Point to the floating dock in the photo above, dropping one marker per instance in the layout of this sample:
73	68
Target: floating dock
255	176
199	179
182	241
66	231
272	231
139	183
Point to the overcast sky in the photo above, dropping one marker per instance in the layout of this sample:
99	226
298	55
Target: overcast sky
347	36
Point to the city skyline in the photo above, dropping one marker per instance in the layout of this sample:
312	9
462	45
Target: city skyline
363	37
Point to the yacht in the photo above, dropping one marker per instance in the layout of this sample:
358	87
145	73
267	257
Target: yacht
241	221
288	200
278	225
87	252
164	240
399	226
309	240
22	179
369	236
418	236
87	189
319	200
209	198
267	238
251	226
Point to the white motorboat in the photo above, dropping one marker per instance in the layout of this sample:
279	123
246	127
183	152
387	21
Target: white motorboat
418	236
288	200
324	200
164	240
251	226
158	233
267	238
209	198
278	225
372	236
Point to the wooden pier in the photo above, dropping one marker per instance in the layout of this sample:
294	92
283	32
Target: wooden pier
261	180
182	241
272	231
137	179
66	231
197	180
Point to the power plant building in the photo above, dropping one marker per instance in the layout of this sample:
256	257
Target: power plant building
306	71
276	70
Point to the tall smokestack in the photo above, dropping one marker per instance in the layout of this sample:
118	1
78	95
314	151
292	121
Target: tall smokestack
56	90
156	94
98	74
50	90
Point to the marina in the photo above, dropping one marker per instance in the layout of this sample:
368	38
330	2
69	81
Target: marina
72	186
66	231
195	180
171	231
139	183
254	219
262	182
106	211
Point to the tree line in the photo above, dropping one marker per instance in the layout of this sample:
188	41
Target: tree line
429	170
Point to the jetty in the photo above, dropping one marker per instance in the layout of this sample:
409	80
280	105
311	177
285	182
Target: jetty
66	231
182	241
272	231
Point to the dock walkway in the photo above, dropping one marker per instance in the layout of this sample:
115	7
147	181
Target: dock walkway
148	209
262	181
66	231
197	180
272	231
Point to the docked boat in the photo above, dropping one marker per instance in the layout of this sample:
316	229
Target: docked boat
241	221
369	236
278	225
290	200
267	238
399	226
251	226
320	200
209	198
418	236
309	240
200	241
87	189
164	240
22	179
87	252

************

▶ _THE TASK_
The data must be given again in full. Keep every line identical.

▶ _RESULT OF THIS TASK_
Point to the floating dock in the photo above, dropping one marker per instance in the layout of this sample:
73	68
Target: floating dock
255	176
199	179
182	241
66	231
272	231
139	183
Point to the overcast sky in the photo above, dropping one marker per instance in the layout of this sample:
99	226
298	55
Target: overcast sky
347	36
Point to the city skyline in the photo above, dropping one marker per instance in the layout of this sample:
312	9
462	45
Target: city skyline
363	37
Point to the yacht in the photo above, dropping one marker per instance in the layout of this sample:
358	87
145	73
267	257
Target: yacht
241	221
288	200
278	225
87	252
164	240
399	226
309	240
22	179
369	236
418	236
87	189
319	200
209	198
267	238
251	226
Point to the white motorboat in the photo above, dropping one marker per instance in the layout of this sample:
279	123
246	127
183	152
387	21
Target: white motorboat
418	236
288	200
324	200
164	240
251	226
158	233
267	238
209	198
278	225
372	236
Point to the wooden pier in the photo above, dropping one marker per instance in the layout of this sample:
294	92
283	32
Target: wooden pier
261	180
182	241
272	231
137	179
66	231
197	180
Point to the power plant building in the photo above, dropping one marker per instance in the layout of this sample:
256	257
Target: power plant building
306	71
276	70
Point to the tall smokestack in the photo above, dropping one marker per instance in the layout of this sample:
118	1
78	95
314	151
292	121
Target: tall smokestack
56	90
156	94
98	74
50	90
Point to the marina in the photo above, dropping one marker per instance in the layout of this sample:
368	38
330	2
69	81
Target: marina
72	186
66	231
195	180
171	231
139	183
254	219
262	182
106	211
Point to the tree line in the photo above, dropping one marker per instance in the layout of this sample:
188	41
Target: tree line
429	170
Point to the jetty in the photo above, dropping one marker per instance in the layout of this sample:
409	80
280	105
311	177
285	182
Target: jetty
66	231
182	241
272	231
Point to the dock walkway in the photo above, dropping one marker per instance in the layout of this sample:
115	7
147	181
Target: dock walkway
148	209
262	181
66	231
197	180
272	231
Point to the docked boat in the photo above, dropping one marker per instance in the layout of this sample:
316	229
Target: docked boat
241	221
369	236
278	225
290	200
267	238
399	226
251	226
320	200
209	198
418	236
309	240
200	241
87	189
164	240
22	179
87	252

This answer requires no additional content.